*EXTRAIT À LIRE*:

▼

Nous avons organisé méthodiquement notre jardin et, pour qu'il produise au maximum, il faut que la terre soit constamment enrichie, afin de pouvoir supporter l'effort demandé allant presque jusqu'à l'épuisement. Il faut donc donner au sol une vigueur toujours nouvelle, et ce au moyen du fumier et des engrais.

Bon nombre de jardiniers amateurs négligent l'emploi du fumier, alléguant sa pénurie et la difficulté de s'en procurer. Il en est de même des engrais, que l'on trouve trop coûteux. Le mal est des plus graves : la terre s'épuise, elle perd sa fertilité et, pour la lui rendre, il faut une fumure plus considérable et un temps assez long. Que de temps perdu ! Quel argent souvent dépensé vainement ! Il est donc de rigueur d'engraisser le sol de notre potager chaque année.

La suie envisagée comme engrais horticole.

▲

*TRAVAIL À FAIRE*: Poursuivez le texte sur la fumure du potager à partir de sa dernière ligne. Les items ci-dessous n'ont aucun lien avec le texte sur la fumure du potager.

*JEU DE DONNÉES*:
▼

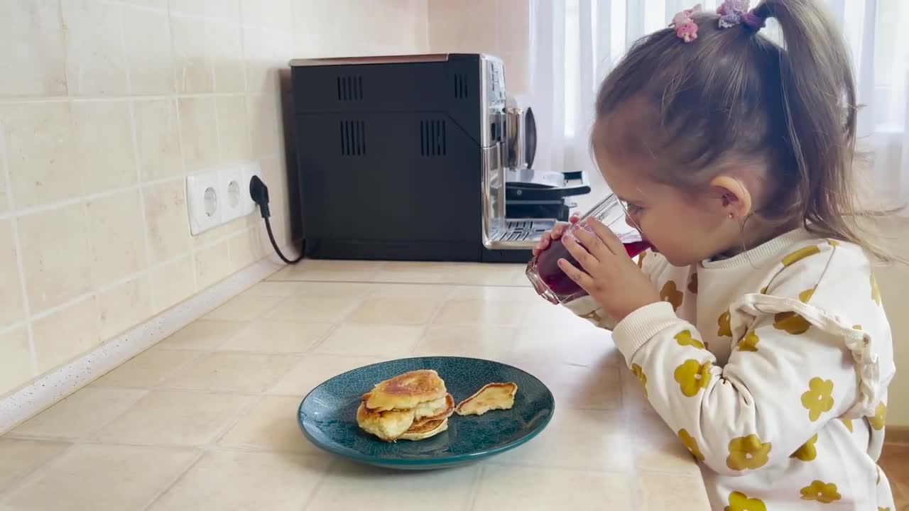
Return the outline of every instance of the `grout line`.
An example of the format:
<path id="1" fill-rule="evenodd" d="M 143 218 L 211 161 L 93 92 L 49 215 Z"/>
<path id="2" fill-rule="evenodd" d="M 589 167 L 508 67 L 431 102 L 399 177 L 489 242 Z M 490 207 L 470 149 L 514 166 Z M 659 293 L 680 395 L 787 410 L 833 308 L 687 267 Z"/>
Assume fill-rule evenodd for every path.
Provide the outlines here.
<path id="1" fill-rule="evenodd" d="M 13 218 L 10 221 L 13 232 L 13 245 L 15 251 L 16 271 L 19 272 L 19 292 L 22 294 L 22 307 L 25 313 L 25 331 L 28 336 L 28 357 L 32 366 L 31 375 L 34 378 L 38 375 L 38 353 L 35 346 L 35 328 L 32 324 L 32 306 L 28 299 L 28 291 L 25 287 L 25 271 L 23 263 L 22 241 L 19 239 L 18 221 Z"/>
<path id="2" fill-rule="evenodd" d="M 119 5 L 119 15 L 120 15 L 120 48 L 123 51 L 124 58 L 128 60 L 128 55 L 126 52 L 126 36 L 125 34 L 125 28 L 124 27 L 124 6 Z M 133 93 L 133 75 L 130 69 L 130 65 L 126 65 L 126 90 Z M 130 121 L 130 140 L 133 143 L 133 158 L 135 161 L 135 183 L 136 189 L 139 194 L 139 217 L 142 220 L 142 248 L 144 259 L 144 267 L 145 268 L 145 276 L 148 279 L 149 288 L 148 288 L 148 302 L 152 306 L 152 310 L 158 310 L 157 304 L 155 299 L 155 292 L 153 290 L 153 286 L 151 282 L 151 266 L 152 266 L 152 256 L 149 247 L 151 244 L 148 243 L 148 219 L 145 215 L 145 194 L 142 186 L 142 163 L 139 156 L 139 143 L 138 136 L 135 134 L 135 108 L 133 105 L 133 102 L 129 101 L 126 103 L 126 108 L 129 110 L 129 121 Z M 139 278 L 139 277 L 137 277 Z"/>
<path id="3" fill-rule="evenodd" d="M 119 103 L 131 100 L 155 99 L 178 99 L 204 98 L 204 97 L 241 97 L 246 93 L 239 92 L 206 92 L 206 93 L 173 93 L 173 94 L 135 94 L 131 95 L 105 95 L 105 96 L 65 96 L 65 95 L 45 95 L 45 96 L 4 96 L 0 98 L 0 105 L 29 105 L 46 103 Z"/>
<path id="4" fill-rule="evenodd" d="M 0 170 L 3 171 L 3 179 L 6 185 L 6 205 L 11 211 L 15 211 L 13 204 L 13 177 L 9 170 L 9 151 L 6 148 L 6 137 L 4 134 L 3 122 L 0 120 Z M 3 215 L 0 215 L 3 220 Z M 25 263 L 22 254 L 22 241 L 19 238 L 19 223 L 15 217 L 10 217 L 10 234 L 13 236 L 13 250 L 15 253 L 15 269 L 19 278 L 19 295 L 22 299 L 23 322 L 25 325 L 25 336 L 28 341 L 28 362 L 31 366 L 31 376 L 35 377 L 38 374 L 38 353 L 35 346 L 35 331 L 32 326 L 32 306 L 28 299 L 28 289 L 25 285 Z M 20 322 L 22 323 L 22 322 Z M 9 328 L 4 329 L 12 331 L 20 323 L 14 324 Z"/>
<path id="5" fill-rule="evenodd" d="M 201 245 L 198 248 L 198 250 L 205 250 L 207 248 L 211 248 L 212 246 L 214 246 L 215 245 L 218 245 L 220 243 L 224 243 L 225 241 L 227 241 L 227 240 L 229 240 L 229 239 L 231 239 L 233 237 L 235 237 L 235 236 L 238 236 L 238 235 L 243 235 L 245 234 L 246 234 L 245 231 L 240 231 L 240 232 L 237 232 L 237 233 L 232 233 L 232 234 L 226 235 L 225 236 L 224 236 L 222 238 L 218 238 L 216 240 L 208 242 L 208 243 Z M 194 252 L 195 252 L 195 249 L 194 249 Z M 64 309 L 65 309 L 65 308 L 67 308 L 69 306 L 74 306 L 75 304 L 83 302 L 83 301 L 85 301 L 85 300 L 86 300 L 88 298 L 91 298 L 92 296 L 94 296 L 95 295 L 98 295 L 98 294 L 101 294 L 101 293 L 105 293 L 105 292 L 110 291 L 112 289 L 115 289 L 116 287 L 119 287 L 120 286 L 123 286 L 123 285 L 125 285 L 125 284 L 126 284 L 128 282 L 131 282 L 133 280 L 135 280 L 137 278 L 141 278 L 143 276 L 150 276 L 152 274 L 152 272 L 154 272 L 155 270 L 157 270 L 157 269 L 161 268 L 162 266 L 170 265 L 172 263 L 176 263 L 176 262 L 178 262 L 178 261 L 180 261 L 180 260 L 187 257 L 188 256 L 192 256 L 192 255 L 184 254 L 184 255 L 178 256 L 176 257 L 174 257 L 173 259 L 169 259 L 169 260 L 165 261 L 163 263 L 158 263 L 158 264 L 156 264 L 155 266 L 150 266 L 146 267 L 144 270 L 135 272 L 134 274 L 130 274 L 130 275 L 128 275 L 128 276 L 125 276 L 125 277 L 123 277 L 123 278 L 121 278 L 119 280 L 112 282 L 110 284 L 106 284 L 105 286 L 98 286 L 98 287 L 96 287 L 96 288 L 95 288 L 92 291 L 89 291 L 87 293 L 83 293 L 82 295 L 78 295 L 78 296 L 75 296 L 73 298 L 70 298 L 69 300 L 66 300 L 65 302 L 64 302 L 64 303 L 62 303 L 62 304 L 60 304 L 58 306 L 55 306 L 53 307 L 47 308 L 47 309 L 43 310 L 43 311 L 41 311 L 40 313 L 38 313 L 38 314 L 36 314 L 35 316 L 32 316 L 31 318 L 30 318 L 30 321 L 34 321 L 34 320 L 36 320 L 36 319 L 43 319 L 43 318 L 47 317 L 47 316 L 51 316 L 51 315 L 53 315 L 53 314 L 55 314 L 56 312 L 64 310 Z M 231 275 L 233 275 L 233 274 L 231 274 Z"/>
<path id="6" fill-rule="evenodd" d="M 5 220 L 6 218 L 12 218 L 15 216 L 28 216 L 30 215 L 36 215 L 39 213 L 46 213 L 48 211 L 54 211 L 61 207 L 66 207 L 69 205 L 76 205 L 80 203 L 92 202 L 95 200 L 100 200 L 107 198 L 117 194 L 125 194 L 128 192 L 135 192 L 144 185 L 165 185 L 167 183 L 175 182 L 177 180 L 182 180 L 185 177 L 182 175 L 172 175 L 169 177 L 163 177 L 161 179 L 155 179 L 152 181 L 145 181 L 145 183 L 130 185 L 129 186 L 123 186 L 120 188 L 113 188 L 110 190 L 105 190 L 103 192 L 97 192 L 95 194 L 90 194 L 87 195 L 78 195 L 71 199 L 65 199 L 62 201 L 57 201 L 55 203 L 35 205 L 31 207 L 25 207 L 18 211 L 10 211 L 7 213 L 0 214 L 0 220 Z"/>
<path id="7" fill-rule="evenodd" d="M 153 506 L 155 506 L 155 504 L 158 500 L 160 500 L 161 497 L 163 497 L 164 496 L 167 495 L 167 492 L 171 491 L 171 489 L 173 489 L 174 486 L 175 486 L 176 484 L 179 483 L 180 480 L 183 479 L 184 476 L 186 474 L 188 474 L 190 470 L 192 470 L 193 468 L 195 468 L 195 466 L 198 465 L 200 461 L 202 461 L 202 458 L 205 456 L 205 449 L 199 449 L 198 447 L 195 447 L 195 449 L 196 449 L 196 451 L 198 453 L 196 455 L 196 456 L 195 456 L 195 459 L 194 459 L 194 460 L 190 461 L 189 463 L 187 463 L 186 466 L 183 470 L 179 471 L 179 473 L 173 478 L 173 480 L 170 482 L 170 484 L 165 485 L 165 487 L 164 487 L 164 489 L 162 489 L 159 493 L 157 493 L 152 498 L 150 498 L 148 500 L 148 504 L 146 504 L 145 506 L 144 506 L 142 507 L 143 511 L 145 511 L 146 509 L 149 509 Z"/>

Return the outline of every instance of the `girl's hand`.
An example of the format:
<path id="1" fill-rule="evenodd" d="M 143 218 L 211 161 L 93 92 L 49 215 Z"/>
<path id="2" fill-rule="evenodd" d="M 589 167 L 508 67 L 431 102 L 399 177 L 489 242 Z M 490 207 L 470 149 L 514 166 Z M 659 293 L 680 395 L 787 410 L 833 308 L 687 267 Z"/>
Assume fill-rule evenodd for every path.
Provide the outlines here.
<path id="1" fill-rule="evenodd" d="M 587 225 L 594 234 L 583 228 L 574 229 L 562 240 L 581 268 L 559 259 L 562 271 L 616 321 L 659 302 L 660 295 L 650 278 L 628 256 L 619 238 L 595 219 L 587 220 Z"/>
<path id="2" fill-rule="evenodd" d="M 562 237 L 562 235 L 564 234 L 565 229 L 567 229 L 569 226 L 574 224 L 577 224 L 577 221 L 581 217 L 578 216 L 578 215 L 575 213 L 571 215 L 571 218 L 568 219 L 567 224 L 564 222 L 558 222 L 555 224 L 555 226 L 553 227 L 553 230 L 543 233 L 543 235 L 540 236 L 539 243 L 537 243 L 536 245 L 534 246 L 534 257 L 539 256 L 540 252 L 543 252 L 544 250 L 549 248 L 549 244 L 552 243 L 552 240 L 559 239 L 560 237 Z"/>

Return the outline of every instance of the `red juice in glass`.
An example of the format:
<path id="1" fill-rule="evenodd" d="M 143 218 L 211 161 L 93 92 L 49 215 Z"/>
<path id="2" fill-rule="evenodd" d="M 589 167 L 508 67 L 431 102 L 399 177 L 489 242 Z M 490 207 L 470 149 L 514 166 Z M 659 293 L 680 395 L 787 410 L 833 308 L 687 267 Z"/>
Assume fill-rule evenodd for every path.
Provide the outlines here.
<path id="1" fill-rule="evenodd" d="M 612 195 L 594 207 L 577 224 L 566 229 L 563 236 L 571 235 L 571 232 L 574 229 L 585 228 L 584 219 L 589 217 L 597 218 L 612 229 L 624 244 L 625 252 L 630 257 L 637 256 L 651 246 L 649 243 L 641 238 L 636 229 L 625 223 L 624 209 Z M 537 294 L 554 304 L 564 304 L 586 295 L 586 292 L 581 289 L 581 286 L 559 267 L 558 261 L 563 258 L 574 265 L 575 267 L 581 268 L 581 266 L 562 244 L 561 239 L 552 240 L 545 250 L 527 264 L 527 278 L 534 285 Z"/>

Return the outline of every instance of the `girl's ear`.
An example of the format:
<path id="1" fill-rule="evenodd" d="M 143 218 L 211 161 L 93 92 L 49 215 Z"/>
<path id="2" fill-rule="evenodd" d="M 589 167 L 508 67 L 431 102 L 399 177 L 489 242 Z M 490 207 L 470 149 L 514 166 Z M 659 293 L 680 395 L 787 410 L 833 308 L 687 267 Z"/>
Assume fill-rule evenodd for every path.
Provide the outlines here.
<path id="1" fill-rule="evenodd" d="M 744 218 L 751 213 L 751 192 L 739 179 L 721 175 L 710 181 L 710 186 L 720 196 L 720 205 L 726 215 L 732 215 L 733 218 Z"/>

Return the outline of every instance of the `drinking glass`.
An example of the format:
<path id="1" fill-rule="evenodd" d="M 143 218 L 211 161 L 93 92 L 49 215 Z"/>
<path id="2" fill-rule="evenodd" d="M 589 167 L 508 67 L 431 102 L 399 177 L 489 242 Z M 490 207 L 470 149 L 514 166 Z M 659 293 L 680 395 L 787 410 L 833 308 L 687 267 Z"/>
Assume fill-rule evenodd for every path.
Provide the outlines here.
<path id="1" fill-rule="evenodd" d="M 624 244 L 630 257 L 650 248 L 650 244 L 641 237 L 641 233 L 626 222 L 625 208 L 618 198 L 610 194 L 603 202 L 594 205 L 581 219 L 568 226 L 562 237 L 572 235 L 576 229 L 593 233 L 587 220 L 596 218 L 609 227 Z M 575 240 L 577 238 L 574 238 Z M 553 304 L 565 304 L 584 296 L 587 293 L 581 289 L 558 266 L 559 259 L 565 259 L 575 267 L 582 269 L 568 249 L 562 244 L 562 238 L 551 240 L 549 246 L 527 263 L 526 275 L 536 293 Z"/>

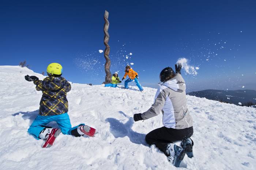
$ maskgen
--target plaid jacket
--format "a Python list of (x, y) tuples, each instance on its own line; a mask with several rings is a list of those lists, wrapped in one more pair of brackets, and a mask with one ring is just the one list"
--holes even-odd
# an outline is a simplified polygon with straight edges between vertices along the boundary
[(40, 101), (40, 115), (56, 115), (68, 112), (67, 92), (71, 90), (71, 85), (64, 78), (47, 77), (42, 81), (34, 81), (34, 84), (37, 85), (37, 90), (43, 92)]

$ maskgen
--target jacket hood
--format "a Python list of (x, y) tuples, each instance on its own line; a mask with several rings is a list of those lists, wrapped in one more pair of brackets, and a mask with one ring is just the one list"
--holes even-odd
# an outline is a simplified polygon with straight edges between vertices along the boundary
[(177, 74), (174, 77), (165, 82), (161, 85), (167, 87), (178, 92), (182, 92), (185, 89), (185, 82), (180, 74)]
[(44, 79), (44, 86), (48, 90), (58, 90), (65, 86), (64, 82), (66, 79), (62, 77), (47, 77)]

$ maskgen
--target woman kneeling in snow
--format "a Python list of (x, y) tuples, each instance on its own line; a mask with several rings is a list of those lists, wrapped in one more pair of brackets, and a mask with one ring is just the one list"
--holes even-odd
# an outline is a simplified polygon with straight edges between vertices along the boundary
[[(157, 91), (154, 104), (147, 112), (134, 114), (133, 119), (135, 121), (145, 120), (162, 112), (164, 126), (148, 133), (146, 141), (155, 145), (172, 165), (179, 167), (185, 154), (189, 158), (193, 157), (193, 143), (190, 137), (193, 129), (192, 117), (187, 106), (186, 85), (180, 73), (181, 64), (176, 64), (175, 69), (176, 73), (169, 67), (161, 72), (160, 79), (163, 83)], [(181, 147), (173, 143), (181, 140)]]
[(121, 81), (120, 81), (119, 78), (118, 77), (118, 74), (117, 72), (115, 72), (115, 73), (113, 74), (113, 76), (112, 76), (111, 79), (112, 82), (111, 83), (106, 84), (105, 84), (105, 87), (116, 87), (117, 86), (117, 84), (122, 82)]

▲

*RÉPONSE ATTENDUE*:
— Pendant l'hiver, nos cheminées se sont tapissées intérieurement d'une couche plus ou moins épaisse de suie. Nous avons nettoyé avec beaucoup de soin tous les conduits donnant passage à la fumée : tuyaux de nos poêles, nos cheminées, nos fourneaux, et, dans un récipient quelconque (vieille caisse de bois, vieux tonneau), nous avons recueilli précieusement cette poudre fertilisante.

Nous envisagerons les deux espèces de suie : celle provenant des foyers dans lesquels on brûle du bois et celle des foyers dans lesquels la houille a servi de combustible. Il n'y a aucun inconvénient pratique à mélanger les deux suies : on obtient une moyenne acceptable, ainsi que le révèle la composition chimique de chacune d'elles.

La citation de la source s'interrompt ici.